**EXERCISE:**
Print the data exactly as it is given, please.
* start *
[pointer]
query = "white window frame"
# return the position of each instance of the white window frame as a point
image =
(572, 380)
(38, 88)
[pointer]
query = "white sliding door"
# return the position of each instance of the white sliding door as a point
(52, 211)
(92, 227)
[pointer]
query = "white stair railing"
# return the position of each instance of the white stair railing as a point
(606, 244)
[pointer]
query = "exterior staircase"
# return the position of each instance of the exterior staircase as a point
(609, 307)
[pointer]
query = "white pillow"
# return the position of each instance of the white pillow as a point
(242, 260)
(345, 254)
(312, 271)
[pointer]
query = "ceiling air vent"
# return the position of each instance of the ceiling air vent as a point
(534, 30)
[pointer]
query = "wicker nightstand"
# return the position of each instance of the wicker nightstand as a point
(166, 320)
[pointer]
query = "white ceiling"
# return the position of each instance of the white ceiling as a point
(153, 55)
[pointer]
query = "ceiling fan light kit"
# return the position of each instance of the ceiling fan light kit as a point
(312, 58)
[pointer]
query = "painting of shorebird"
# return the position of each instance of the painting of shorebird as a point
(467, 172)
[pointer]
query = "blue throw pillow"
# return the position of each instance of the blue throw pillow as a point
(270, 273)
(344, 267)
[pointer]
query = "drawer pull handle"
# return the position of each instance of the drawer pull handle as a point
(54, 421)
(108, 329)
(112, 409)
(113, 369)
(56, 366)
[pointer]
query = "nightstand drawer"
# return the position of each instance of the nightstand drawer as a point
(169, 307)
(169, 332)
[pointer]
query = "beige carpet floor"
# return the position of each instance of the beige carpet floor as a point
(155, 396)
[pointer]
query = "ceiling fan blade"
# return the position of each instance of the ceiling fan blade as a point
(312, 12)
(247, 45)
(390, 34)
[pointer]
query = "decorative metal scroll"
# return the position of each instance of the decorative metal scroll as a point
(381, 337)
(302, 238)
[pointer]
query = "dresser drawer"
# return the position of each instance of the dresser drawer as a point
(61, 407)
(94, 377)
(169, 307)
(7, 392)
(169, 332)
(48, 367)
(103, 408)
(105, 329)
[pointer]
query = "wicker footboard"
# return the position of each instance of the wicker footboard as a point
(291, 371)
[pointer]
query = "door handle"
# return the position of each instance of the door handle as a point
* end *
**SOLVED PROBLEM:**
[pointer]
query = "white window frame"
# return the position of each instance of the white window frame as a point
image =
(572, 380)
(38, 88)
[pointer]
query = "white sliding door"
# return the position of each instance of the white sliding door as a point
(52, 211)
(92, 227)
[pointer]
query = "white stair railing"
# return the position of each instance of the white stair railing as a point
(606, 244)
[pointer]
query = "exterior staircase"
# return the position of each instance of the exterior staircase as a point
(609, 307)
[pointer]
query = "white pillow"
# return the position of each instance of the white pillow as a point
(242, 260)
(345, 254)
(312, 271)
[pointer]
query = "ceiling air vent"
# return the position of each instance of the ceiling air vent as a point
(534, 30)
[pointer]
query = "wicker nightstand"
# return the position of each instance of the wicker nightstand as a point
(166, 320)
[pointer]
query = "white ceiling"
# return the position of each instance of the white ceiling as a point
(153, 55)
[pointer]
query = "ceiling fan light kit"
# return the position of each instance of the ceiling fan light kit as a point
(312, 58)
[pointer]
query = "painting of shorebird"
# return the position of each instance of the painting of shorebird as a point
(467, 172)
[pointer]
query = "blue throw pillow"
# return the position of each instance of the blue throw pillow as a point
(270, 273)
(344, 267)
[pointer]
query = "drawer pull handle"
# return the position of each instance of the drawer pull handle as a point
(54, 421)
(108, 329)
(112, 409)
(113, 369)
(56, 366)
[pointer]
query = "nightstand drawer"
# return the position of each instance of the nightstand drawer as a point
(169, 307)
(169, 332)
[pointer]
query = "beige carpet floor"
# return the position of each instance of the beige carpet floor as a point
(155, 396)
[pointer]
query = "ceiling fan blade"
# return the position of each instance of the ceiling fan blade as a point
(312, 12)
(247, 45)
(390, 34)
[pointer]
query = "decorative metal scroll"
# return the position of each instance of the decorative metal scroll as a point
(381, 337)
(302, 238)
[pointer]
query = "dresser drawer"
# return the position of each instance of the dresser drawer as a point
(61, 407)
(94, 377)
(169, 307)
(7, 392)
(169, 332)
(48, 367)
(103, 408)
(105, 329)
[pointer]
query = "wicker footboard"
# return the position of each instance of the wicker footboard as a point
(291, 371)
[pointer]
query = "door handle"
# return the position of each instance of the door handle as a point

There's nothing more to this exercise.